▸ Data records:
++++++++++++++++++++
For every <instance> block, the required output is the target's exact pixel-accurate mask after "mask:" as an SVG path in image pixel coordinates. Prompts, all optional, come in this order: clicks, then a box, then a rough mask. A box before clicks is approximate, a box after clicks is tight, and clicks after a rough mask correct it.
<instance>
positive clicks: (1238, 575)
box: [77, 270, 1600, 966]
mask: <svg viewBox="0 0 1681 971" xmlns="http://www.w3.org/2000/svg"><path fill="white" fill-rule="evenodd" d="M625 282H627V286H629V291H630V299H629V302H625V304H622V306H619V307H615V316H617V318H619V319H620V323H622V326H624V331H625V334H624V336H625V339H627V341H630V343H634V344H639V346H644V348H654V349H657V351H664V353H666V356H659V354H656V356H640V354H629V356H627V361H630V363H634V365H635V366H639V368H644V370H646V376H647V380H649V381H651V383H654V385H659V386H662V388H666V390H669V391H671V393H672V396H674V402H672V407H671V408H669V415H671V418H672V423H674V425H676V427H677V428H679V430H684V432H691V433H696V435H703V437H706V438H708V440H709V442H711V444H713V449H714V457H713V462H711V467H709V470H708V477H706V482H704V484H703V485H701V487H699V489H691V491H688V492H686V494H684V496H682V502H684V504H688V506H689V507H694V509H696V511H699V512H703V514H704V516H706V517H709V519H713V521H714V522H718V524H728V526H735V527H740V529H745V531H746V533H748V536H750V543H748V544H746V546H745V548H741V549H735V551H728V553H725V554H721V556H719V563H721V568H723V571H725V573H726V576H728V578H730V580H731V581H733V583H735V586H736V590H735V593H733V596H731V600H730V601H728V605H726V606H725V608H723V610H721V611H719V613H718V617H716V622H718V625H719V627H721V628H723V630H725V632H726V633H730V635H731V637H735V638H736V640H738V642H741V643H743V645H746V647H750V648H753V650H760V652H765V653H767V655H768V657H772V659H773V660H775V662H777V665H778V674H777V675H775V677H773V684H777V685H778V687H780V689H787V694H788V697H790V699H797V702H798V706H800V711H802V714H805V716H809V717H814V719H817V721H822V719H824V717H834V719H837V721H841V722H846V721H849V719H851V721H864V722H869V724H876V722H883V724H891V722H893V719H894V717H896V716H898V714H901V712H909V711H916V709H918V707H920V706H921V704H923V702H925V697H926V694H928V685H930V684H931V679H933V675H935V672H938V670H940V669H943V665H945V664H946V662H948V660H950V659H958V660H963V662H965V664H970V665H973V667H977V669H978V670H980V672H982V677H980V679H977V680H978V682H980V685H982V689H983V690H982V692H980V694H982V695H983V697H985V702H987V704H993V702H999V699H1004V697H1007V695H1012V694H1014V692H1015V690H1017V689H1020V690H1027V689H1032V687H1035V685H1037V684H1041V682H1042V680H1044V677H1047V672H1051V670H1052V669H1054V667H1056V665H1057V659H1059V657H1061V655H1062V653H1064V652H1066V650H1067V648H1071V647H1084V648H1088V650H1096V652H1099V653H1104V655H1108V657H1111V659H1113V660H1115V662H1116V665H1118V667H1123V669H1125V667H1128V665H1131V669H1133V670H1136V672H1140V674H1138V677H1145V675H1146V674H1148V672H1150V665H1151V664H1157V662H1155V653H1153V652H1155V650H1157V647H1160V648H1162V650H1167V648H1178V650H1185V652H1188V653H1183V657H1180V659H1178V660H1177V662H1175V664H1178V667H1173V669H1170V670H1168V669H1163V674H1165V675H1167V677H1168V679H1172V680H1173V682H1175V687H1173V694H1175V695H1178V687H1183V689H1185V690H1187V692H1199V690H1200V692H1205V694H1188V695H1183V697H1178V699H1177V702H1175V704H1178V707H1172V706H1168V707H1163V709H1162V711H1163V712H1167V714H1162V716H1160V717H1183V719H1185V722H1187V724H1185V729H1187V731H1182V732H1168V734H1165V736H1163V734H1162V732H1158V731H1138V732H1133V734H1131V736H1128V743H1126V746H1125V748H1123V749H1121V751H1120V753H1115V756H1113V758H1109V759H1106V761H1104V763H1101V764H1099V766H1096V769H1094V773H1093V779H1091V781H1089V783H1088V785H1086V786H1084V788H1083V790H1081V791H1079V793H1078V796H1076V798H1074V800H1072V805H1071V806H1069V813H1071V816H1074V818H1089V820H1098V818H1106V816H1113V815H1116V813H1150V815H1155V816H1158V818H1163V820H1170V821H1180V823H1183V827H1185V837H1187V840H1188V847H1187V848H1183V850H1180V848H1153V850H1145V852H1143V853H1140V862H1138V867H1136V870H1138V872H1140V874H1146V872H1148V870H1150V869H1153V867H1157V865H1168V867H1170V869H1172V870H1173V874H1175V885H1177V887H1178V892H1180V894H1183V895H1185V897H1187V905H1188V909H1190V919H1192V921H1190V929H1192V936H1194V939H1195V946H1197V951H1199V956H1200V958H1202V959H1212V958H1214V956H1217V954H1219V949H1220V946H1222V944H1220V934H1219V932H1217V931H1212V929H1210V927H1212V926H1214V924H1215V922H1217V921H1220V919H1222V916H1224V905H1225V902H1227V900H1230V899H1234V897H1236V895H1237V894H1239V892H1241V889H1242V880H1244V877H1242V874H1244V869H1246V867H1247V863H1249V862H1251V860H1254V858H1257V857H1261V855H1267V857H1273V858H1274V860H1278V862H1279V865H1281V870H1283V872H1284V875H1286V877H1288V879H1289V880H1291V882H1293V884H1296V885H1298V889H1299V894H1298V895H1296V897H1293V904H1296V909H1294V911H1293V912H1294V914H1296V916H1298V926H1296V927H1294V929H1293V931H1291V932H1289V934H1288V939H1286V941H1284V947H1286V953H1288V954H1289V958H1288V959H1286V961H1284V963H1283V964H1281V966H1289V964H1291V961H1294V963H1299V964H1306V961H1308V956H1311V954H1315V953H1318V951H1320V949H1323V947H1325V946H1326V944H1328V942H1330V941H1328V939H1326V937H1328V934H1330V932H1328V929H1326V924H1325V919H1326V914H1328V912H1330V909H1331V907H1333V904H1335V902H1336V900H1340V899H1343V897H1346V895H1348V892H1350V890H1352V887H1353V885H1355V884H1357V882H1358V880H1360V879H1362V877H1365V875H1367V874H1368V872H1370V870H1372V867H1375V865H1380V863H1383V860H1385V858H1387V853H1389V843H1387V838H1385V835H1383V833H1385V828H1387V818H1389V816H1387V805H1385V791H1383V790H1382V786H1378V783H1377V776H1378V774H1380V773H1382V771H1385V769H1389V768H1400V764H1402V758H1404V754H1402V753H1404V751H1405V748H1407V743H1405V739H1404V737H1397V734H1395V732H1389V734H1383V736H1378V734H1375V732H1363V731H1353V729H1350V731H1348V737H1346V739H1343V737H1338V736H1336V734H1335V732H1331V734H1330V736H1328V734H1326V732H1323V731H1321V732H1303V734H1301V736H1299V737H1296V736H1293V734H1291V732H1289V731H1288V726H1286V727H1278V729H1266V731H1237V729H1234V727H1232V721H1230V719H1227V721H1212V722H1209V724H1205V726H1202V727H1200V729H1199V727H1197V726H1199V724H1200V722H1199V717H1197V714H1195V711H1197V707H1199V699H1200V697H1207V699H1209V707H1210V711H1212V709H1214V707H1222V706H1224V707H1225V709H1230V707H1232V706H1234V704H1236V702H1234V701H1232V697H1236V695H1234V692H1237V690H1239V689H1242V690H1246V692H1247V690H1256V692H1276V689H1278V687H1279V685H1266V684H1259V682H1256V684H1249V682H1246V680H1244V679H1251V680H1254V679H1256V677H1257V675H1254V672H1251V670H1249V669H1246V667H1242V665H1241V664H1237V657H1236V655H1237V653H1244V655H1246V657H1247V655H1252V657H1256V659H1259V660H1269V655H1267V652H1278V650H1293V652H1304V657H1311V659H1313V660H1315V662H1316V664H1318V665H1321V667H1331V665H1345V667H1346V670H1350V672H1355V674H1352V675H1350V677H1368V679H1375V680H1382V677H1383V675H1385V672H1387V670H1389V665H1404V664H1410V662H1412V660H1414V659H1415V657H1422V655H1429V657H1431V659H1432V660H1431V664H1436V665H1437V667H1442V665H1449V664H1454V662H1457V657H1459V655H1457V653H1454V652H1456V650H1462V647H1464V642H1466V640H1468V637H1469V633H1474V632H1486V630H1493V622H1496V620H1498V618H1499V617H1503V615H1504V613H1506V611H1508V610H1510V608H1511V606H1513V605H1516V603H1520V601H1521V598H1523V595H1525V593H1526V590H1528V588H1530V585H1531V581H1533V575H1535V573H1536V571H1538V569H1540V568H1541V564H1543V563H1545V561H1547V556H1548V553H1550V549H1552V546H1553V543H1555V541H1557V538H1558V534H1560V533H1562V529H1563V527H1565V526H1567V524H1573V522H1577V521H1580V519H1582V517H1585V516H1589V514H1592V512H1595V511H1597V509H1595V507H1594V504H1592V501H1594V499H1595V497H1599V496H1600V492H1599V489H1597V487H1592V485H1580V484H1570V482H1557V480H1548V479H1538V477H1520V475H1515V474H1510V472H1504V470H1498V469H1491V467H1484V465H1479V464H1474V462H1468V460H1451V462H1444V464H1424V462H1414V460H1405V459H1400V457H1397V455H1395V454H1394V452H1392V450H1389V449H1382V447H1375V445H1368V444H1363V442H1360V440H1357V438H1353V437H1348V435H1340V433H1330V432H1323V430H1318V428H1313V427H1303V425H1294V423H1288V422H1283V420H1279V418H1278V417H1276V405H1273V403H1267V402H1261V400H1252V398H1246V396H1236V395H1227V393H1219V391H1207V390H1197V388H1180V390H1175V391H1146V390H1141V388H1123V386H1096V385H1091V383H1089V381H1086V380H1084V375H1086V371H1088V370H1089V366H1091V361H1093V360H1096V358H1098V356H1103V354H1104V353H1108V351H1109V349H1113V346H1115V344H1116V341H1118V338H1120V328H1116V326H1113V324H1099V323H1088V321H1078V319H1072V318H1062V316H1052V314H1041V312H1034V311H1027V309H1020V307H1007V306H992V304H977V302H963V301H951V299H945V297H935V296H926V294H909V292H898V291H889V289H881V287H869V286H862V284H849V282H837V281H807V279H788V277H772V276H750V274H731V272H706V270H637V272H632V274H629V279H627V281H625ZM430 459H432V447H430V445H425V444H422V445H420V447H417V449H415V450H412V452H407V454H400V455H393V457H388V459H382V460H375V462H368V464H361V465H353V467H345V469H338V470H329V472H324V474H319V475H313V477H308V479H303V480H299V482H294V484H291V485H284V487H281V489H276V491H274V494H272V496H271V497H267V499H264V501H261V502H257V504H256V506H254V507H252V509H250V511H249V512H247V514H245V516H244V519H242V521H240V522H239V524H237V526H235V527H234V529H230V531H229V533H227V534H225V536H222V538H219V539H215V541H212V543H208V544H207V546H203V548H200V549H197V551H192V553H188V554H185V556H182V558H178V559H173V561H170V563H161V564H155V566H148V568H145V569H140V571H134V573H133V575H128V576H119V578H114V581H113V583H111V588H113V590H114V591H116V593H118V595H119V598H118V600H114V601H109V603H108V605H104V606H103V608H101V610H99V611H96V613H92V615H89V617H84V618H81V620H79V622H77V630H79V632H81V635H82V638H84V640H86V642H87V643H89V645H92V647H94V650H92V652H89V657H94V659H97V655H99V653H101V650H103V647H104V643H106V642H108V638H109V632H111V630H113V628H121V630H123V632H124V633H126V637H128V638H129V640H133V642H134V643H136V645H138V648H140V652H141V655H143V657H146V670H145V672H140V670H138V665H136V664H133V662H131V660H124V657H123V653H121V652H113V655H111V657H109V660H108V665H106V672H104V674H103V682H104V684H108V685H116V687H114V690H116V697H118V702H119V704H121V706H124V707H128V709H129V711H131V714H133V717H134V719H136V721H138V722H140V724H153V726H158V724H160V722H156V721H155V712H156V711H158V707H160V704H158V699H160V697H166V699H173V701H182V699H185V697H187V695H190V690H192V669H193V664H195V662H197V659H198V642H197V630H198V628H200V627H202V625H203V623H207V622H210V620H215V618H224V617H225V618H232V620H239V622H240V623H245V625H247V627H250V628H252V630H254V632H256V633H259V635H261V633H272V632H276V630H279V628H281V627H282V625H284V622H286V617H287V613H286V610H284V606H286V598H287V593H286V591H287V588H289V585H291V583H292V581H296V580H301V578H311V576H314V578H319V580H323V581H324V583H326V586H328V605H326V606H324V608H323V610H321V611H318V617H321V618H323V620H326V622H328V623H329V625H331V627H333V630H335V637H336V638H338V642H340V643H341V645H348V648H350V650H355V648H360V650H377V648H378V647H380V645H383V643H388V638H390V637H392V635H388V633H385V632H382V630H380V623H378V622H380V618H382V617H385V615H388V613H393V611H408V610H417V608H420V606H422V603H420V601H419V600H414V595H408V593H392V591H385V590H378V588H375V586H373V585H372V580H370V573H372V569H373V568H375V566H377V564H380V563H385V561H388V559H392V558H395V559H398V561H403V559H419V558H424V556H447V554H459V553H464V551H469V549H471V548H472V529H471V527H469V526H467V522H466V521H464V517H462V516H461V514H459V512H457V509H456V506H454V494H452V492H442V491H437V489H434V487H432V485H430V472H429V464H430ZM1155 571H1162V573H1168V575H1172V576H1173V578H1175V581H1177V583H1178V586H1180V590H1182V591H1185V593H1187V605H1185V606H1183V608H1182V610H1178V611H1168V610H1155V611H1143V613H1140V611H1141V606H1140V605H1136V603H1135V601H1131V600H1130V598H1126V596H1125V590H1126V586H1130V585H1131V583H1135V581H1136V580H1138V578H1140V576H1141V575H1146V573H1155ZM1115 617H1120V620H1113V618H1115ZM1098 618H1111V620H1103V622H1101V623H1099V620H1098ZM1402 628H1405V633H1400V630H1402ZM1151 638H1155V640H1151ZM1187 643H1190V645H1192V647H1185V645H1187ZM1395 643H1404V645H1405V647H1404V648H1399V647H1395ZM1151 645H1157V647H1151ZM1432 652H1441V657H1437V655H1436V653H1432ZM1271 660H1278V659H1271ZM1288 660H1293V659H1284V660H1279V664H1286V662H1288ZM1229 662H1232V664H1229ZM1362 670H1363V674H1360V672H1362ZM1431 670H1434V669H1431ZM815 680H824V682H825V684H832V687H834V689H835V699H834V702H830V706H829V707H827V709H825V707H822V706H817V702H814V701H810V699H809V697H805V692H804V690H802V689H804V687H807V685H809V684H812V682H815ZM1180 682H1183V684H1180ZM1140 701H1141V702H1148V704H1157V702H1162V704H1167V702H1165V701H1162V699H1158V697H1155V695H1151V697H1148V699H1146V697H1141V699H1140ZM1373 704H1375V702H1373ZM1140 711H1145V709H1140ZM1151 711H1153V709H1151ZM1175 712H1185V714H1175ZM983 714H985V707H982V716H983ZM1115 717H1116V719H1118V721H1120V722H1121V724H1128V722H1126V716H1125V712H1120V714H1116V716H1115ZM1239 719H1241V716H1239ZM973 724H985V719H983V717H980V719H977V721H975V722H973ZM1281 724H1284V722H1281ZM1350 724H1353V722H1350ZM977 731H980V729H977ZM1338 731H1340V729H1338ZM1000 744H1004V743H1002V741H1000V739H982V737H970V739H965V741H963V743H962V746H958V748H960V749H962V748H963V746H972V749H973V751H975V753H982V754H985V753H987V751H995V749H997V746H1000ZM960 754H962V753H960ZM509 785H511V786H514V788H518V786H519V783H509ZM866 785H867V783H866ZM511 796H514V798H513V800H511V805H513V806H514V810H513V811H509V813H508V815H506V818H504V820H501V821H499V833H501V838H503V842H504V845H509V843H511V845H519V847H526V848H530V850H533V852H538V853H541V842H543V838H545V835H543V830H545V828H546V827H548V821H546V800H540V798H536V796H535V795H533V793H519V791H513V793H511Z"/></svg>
++++++++++++++++++++
▸ INSTRUCTIONS FOR THE TASK:
Take the lines from the first line of the records through the line holding "positive clicks: (1238, 575)", both included, and please reproduce them exactly with nothing added.

▸ TASK RESULT:
For every <instance> block, the required output is the target's exact pixel-accurate mask after "mask:" as an SVG path in image pixel coordinates. Prompts, all optional, come in this order: clicks, then a box, then a rough mask. A box before clicks is approximate, a box after clicks is tight, and clicks after a rough mask correct it.
<instance>
positive clicks: (1238, 575)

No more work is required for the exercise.